抜粋本文 —
^^^^^^^^

腰部脊柱管狭窄症について
腰部脊柱管狭窄症は、近年の高齢化社会を反映し、60〜65歳以上の慢性腰部疾患としては非常に
頻度の多い病気の一つです。原因として加齢による脊椎骨の変形により、腰部での神経の通り道で
ある脊柱管が狭くなり、脊柱管の中を通る、足へ向かう神経を圧迫することによって生じる疾患です。
このため腰痛や、下肢のしびれ、坐骨神経痛などが典型的な症状で、10分程度立っていたり、
歩いたりすると症状が出現し、座ってしばらく休むと症状が和らいで、また歩けるようになる、
というのが典型的な症状です(間歇性跛行と言います)。
上記の特徴的な症状に加えて、脊椎専門医が診察すれば神経学的所見から、ある程度障害範囲が
推定できます。さらに腰椎のX線、MRI検査が有用で、熟練した医師がみれば、ほぼ確実に診断をする
ことができます。腰部脊柱管狭窄症は、加齢に伴って進行する病気であり、症状の強さに波があり
ますが、狭窄した脊柱管が自然に拡大することはありません。急激に症状悪化することはまれですが、
全体としては、時間とともに徐々に症状が悪くなることの方が多いと思われます。

^^^^^^^^

データセット —

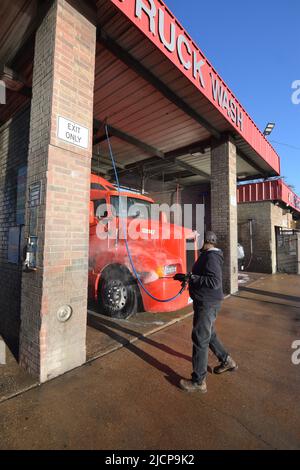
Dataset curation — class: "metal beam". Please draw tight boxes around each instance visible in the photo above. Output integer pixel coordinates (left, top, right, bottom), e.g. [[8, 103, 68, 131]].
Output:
[[0, 64, 32, 98], [97, 26, 221, 139], [237, 149, 270, 178], [94, 119, 165, 158], [176, 158, 211, 180], [113, 139, 211, 177]]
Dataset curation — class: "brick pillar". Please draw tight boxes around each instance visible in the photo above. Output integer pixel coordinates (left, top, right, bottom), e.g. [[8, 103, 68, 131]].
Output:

^^^^^^^^

課題一覧 —
(A) 腰部脊柱管狭窄症の文章では、立ったり歩いたりすると症状が出て、座って休むと和らぐという症状を何と呼んでいますか。
(B) 腰部脊柱管狭窄症の文章を2文で要約してください。
(C) 腰部脊柱管狭窄症の文章を、最後の文の後から書き継いでください。

解答は以下 —
(A) 間歇性跛行

(B) 腰部脊柱管狭窄症は、加齢による脊椎骨の変形で脊柱管が狭くなり、足へ向かう神経が圧迫されて起こる病気です。腰痛や下肢のしびれ、間歇性跛行が典型的な症状で、X線やMRI検査でほぼ確実に診断でき、時間とともに徐々に悪化することが多いとされています。

(C)
治療に関しては、まずは薬物療法、神経ブロック療法、理学療法などの保存治療を行います。画像上、
脊柱管の狭窄が高度であっても、症状の改善が良好なことは珍しくはありません。当院でも1日のべ
10人以上の患者さんに硬膜外ブロック療法を行うこともあります。基本的に保存治療で症状の改善が
得られている、また明らかに症状の進行がない時期では様子をみても大丈夫でしょう。
ただし、神経ブロック療法などを行っても、ごく短期間の痛みの軽減しか得られない場合、下肢の筋力
低下、麻痺症状が目立つ場合、排尿障害が進行している場合には早めの手術治療に踏み切るほうが
よいと考えられます。
腰部脊柱管狭窄症の手術方法は、椎弓切除術と呼ばれているもので、脊椎の後ろ側の椎弓を切除する
事によって脊柱管を拡大し、神経の圧迫を解除します。手術としては以前から行われていたものの、
最近では、より低侵襲な方法が主流となっています。
小さい皮膚切開で術野を顕微鏡、内視鏡もしくは手術用ルーペなどで拡大して手術を行います。
最小範囲の骨切除で確実かつ有効な神経除圧が可能になっています。
もちろん出血量も少なく、輸血することはまずありません。術後の臥床期間も1〜2日間と
短くなっています。
すべり症などを合併し、狭窄に加えて脊椎構造が不安定と判断される場合には、椎弓切除による
神経除圧に加えて金属スクリュー固定を併用した手術を実施することもあります。以前の手術では、
かなり大きく切開し、出血量も多くなることがありましたが、最近ではこれらの手術も低侵襲化が
図られています。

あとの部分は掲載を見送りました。